_Excerpt_
::::

Stephen Jenkinson is an author, teacher, storyteller, spiritual activist, farmer, and founder of the Orphan Wisdom School. He talks with Eric about the link between the paucity of initiatory experiences and elderhood in the Western world, how grievance is a childish occupation, the risks of becoming lazy with our use of language, the intricacies of sustainability, and the need to reconstitute how we see citizenship, among other things.
Aaron Johnson lives in a self-made 13 x 13 ft earth dome in Southern California, and is a singer, photographer and filmmaker who uses these media, and others, to dismantle racism. He talks with Eric about his counseling programs and his workshops, the challenges that some white people face as they try to get closer to blackness, and the relationship between isolation, toxic masculinity and racism, among other things.
Lynn Trotta is a naturalist, certified life-coach, passionate gardener, facilitator of rites of passage for women, and co-founded the Sagefire Institute with her husband, Michael. Lynn talks with Eric about grief, depression, the importance of mentors and elders in facilitating connection, and how to draw people into connection-based experiences, among other things.
Robert Costanza is the Vice Chancellor’s Chair in Public Policy at the Australian National University, and was among the co-founders of ecological economics. He talks with Eric about the origins of ecological economics, the importance of seeing human beings as part of nature, how to change paradigms and overcome social addictions, and the benefits of payments for ecosystem services, among other things.
Beth Lambert is the Executive Director of Epidemic Answers and the creator and producer of the Documenting Hope Project. She talks with Eric about what motivated her to write her book A Compromised Generation, the many factors that contribute to chronic disease in children, and how her Documenting Hope Project seeks to empower parents to heal their sick kids, among other things.
Shannon Martinez is a former Neo-Nazi who develops and implements programs to inoculate people against hate-based ideologies through her organization Free Radicals. She talks with Eric about how anger and a desire for belonging drew her to Neo-Nazism, what led her away from hate, and the importance of listening to people trapped in cycles of hate, among other things.

::::

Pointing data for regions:
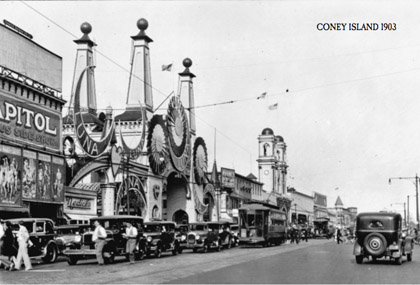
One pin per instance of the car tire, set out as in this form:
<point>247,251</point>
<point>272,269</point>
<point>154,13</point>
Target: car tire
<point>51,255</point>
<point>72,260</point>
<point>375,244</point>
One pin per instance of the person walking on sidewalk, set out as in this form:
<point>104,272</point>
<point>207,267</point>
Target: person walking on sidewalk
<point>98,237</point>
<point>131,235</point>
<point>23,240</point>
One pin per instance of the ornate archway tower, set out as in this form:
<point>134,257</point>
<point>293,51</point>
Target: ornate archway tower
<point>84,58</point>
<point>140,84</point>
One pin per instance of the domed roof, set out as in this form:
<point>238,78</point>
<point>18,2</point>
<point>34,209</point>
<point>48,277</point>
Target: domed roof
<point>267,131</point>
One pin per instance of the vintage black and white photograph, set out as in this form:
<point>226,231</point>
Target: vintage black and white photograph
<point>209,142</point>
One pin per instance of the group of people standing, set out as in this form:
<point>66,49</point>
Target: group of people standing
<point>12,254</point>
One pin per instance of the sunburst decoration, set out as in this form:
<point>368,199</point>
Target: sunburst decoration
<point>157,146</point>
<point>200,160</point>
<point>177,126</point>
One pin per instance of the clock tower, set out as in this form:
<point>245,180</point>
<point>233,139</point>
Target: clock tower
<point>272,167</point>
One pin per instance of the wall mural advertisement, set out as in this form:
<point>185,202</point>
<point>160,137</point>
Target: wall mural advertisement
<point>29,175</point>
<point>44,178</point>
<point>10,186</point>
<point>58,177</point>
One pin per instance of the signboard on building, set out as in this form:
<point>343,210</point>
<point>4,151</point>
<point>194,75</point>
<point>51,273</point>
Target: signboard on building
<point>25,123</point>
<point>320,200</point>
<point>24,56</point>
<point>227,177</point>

::::

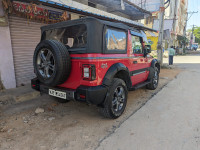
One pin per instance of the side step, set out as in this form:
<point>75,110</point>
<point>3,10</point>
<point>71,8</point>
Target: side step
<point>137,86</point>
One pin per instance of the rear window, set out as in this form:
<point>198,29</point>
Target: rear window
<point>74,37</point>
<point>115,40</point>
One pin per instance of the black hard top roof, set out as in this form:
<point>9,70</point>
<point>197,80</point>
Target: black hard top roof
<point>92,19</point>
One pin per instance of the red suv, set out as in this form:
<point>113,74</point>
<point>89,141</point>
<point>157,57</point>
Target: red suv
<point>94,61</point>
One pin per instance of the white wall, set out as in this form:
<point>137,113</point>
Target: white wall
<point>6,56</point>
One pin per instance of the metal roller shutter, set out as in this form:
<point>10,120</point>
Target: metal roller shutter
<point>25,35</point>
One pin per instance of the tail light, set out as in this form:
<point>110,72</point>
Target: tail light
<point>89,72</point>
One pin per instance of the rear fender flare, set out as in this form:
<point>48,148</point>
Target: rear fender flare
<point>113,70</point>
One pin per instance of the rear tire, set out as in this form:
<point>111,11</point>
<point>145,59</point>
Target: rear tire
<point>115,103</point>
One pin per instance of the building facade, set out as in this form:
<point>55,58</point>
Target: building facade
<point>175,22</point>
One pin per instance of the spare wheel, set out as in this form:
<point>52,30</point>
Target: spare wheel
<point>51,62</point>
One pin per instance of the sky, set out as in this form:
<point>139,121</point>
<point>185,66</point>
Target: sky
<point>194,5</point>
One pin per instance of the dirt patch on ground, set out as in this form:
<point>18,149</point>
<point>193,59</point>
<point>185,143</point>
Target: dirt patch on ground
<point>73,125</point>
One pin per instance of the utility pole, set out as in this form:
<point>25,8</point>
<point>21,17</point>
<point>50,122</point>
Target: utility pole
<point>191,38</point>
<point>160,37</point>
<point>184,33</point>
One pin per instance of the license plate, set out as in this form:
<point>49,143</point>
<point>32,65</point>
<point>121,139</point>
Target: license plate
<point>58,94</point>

::::

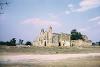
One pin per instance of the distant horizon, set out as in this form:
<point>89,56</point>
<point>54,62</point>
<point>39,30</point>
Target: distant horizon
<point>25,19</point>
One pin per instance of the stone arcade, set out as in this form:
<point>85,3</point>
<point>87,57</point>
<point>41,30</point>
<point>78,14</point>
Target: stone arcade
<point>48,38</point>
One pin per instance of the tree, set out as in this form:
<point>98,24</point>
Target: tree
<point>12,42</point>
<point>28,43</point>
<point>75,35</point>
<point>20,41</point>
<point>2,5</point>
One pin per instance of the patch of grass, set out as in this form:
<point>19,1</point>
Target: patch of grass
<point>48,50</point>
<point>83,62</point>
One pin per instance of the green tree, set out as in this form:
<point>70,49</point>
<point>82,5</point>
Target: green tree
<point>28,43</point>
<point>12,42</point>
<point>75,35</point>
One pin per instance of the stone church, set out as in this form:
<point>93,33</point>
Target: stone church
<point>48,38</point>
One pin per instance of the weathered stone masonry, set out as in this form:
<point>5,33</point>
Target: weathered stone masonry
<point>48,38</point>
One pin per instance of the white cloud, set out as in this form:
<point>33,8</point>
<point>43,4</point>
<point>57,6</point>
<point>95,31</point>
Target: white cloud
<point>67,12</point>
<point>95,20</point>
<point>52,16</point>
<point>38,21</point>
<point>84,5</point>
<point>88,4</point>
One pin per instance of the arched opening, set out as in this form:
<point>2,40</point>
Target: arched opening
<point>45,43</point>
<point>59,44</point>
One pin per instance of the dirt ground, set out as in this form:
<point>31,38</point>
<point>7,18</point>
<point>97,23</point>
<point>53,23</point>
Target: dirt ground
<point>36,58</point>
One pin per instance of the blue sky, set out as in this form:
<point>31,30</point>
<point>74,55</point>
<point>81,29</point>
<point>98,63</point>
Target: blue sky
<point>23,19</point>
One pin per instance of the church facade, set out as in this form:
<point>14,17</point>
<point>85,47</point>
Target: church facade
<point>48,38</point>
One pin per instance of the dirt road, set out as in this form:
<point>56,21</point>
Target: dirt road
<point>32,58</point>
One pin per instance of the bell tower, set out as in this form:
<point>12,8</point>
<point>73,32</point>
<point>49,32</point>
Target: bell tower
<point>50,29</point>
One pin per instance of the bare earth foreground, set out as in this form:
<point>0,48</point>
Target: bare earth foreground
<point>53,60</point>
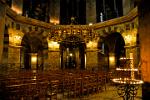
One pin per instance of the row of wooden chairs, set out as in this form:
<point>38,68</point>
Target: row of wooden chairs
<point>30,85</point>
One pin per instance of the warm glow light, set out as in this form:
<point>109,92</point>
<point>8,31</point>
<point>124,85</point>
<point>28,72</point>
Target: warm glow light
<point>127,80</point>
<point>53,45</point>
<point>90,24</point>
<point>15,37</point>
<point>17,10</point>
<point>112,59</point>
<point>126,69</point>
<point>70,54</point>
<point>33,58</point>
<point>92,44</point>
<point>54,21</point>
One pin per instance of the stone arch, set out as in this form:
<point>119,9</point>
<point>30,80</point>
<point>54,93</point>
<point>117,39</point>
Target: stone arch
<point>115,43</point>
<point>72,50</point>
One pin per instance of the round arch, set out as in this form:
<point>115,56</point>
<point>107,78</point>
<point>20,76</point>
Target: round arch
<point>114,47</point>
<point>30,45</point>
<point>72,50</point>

::::

_Task details_
Can you carry on the podcast guest descriptions after the entry on Shannon Martinez? This material comes from a separate source.

_Task answer_
JP Sears is an emotional healing coach, video producer, teacher, speaker, and curious student of life. His book How to Be Ultra Spiritual: 12-1/2 Steps to Spiritual Superiority, was released in March of 2017. He and Eric talk about how using humor can help people see their shadows more clearly, how hurt people tend to hurt people, and how our beliefs are wonderful servants but terrible masters, among other things.
Dr. Robin DiAngelo, a lecturer at the University of Washington, coined the term ‘White Fragility’ in an essay of the same name published in 2011. In this episode she and Eric talk about the turn of events that led her to write about white fragility, what set of behaviors it describes, what role those behaviors play in perpetuation white supremacy in the United States, and how owning our racism is an act of liberation, among other things.
Tyler Webb runs Stony Pond Farm in Northern Vermont where he specializes in grass-based dairy and beef production. In this episode he and Eric talk about what compelled him to go into farming, why he gravitated towards cattle, using payments for ecosystem services to overcome market failures in agriculture, and the detrimental feedback loop associated with focusing on producing more milk, among other things.
Dr. A. Breeze Harper consults, writes, and lectures on topics of race and diversity, and founded the Sistah Vegan Project. She talks with Eric about the origins and meaning of the term ‘white fragility’, talking about our privilege, cruelty and racism within food systems, and ways to bring unconscious bias into conscious view without shaming people, among other things.